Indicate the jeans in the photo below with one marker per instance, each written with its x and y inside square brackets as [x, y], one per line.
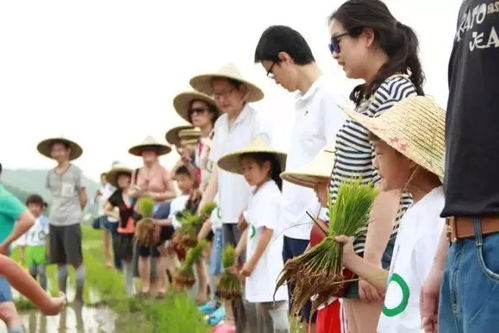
[469, 295]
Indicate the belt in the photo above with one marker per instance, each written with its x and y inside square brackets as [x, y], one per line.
[462, 227]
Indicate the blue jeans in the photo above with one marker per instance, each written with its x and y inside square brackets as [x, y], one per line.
[469, 295]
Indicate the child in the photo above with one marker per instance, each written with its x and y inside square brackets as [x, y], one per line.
[261, 166]
[69, 200]
[121, 207]
[316, 175]
[34, 243]
[409, 145]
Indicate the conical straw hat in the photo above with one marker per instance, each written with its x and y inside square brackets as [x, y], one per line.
[314, 172]
[172, 135]
[150, 143]
[45, 146]
[231, 162]
[202, 82]
[182, 102]
[415, 127]
[118, 169]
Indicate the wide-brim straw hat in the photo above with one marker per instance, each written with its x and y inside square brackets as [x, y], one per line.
[232, 162]
[415, 127]
[45, 146]
[172, 135]
[118, 169]
[182, 103]
[203, 82]
[314, 172]
[150, 143]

__What is required__
Copy out the stretch of the items from the line containing "Indicate the conical" through the end of the items, with every character unchanged.

__Task result__
Indicate the conical straw hat in the photo above with one marker per instance, each written with its x and y inside square brackets as [x, y], one per line.
[314, 172]
[172, 135]
[150, 143]
[45, 146]
[231, 162]
[202, 82]
[182, 102]
[415, 127]
[118, 169]
Indicate the wide-brim straw hat in the photo above with one marker per instance, each written with its x and y inside square brackets as [x, y], one per line.
[232, 162]
[415, 127]
[45, 146]
[172, 135]
[118, 169]
[182, 103]
[203, 82]
[314, 172]
[150, 143]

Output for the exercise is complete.